- **Labeled-object pointing entries**

+++

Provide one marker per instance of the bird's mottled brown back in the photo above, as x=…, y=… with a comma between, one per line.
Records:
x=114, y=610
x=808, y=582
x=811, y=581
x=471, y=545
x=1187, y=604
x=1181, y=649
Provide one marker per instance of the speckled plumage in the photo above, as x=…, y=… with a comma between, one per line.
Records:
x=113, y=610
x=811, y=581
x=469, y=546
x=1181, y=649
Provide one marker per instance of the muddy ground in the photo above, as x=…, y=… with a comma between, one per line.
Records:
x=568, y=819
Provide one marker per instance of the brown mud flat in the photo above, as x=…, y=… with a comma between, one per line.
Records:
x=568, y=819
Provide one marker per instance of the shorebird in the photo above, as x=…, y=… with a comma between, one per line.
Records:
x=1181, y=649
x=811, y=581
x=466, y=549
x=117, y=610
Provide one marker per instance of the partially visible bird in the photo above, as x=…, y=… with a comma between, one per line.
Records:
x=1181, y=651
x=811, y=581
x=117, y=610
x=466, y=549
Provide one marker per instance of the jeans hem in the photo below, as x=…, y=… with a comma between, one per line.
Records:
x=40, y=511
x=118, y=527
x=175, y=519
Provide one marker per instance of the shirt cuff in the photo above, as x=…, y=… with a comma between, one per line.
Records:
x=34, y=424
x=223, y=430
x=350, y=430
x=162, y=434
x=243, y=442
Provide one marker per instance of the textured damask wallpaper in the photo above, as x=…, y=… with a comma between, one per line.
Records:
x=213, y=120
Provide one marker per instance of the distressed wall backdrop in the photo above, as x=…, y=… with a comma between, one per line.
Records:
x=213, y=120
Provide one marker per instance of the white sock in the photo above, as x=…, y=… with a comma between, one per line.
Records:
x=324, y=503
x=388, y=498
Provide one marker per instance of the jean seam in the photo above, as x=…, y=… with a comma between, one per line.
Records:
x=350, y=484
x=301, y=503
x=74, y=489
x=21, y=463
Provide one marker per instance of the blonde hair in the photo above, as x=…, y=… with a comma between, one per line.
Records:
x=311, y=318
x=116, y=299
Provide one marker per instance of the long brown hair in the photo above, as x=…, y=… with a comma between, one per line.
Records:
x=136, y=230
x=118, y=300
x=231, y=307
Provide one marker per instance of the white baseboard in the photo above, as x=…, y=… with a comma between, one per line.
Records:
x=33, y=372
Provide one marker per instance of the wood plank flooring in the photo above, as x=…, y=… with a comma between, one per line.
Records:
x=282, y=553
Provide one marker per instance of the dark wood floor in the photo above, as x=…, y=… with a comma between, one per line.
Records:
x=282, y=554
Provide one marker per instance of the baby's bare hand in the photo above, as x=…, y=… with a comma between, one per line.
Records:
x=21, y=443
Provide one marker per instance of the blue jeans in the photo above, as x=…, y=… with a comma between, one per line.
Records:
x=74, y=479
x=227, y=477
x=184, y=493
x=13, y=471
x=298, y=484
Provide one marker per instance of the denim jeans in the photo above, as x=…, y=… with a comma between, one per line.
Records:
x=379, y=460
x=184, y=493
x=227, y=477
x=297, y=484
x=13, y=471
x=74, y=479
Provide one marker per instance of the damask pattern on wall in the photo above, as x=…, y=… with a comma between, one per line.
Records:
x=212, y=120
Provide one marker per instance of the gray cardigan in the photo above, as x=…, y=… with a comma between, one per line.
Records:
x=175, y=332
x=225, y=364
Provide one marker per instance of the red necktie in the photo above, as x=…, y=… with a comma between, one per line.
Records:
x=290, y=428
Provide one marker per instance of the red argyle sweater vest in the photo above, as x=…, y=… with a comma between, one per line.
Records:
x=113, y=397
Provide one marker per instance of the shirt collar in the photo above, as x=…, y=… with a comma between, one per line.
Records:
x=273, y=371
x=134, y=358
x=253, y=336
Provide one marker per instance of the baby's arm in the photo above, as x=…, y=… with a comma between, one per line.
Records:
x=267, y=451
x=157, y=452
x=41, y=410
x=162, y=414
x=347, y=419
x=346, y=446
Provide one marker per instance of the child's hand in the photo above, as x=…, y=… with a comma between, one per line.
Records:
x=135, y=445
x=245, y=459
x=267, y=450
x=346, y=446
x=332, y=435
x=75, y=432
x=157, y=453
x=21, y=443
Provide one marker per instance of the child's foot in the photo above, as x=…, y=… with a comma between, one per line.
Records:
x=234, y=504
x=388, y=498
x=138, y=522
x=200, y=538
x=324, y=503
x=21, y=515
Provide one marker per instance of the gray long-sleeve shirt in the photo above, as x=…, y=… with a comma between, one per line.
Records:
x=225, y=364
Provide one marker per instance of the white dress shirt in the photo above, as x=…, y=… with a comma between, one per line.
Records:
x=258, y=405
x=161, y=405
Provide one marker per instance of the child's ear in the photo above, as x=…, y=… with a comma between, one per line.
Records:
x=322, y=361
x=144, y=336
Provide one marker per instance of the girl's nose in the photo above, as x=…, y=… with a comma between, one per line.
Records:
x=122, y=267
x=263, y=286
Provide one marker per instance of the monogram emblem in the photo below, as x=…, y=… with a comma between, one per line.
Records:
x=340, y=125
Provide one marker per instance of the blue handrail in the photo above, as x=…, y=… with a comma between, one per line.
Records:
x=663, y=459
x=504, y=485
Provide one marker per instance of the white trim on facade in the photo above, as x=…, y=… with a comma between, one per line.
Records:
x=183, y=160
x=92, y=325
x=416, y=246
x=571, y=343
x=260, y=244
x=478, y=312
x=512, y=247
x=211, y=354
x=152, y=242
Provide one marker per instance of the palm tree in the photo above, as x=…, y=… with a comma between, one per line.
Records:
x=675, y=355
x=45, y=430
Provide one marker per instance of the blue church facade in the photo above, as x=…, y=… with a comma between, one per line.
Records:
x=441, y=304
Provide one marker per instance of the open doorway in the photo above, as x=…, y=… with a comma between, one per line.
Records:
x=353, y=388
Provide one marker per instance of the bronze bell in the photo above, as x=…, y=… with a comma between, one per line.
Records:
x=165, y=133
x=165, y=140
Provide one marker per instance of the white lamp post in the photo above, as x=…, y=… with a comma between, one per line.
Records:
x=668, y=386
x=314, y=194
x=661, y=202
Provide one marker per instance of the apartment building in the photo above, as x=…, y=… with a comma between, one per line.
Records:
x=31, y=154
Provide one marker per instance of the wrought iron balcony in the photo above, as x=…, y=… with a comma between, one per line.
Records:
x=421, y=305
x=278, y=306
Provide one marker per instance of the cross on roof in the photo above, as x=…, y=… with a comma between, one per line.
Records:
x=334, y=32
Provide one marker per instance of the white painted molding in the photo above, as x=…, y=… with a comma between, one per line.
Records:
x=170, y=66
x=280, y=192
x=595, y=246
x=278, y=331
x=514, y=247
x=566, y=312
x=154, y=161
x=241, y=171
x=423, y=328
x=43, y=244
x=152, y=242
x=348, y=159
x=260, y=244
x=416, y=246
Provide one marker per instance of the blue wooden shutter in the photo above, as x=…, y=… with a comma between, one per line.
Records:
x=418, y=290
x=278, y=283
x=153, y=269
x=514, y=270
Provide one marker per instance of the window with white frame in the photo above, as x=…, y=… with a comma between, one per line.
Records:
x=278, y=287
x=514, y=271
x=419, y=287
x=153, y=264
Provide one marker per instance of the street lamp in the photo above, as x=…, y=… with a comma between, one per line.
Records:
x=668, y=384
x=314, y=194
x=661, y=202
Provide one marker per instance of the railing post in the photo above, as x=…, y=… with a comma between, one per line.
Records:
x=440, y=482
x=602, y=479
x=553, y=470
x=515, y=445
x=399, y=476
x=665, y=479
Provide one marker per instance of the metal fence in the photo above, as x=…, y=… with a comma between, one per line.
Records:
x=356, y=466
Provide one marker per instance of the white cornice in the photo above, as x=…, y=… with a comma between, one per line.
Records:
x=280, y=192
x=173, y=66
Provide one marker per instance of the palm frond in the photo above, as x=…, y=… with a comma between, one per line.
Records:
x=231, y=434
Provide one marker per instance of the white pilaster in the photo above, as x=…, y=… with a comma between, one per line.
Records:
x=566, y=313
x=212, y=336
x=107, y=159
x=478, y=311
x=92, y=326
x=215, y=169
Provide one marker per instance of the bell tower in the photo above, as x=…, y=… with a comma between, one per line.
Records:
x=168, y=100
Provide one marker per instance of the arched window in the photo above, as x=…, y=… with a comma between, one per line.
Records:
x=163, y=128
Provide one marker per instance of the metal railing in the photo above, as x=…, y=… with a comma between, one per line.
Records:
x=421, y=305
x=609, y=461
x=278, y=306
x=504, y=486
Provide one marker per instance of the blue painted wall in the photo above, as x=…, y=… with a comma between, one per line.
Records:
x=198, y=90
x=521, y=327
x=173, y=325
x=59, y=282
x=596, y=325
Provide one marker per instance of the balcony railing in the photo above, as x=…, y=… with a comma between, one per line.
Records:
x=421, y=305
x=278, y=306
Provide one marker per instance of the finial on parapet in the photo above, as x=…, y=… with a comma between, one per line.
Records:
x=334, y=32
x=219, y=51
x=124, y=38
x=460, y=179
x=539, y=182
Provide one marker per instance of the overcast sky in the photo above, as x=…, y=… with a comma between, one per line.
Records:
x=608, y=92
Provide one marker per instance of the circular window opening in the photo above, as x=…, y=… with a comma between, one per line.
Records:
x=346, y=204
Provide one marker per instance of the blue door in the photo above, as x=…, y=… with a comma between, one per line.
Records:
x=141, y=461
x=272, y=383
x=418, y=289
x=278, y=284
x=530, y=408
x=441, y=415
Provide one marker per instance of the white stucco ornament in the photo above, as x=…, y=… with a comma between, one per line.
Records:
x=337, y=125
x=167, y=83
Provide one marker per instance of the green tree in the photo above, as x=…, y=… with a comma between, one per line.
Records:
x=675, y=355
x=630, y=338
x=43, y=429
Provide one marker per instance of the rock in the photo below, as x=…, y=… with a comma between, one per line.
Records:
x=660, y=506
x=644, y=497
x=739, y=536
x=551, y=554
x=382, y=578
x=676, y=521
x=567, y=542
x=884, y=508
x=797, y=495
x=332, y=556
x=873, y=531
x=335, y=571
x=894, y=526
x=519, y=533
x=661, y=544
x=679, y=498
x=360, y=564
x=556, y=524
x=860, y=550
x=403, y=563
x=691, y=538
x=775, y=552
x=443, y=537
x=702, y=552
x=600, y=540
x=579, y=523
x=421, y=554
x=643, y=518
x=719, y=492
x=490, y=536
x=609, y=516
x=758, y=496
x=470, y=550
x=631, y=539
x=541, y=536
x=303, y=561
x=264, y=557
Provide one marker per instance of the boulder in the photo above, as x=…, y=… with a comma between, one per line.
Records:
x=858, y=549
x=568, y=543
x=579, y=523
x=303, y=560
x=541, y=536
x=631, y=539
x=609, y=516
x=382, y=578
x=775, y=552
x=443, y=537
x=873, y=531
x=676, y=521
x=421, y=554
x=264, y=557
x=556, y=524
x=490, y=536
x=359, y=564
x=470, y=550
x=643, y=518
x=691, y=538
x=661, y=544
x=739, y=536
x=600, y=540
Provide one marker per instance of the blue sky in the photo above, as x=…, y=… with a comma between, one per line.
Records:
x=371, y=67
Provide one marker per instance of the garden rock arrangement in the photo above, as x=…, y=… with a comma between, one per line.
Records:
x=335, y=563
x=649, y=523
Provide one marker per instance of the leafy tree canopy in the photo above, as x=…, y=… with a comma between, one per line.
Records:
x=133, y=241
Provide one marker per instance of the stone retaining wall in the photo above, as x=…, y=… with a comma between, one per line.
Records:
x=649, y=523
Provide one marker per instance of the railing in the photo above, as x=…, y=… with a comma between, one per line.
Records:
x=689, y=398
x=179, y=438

+++

- **What is required**
Rewrite the part of the listing that opens with the line containing "Provide one marker per instance of the white trim" and closes with the line containing "x=45, y=430", putting "coconut palm" in place of "palm tree" and leaving everything else unchanged.

- **Response**
Provide one marker per instance of the white trim on facade in the photo above, as x=…, y=… with a comma between, one per line.
Records:
x=183, y=160
x=92, y=325
x=416, y=246
x=571, y=343
x=260, y=244
x=478, y=312
x=512, y=247
x=211, y=354
x=152, y=242
Provide one marker per instance of the coconut palm in the photo above, as x=…, y=… with a comma between, one per line.
Records:
x=675, y=355
x=45, y=430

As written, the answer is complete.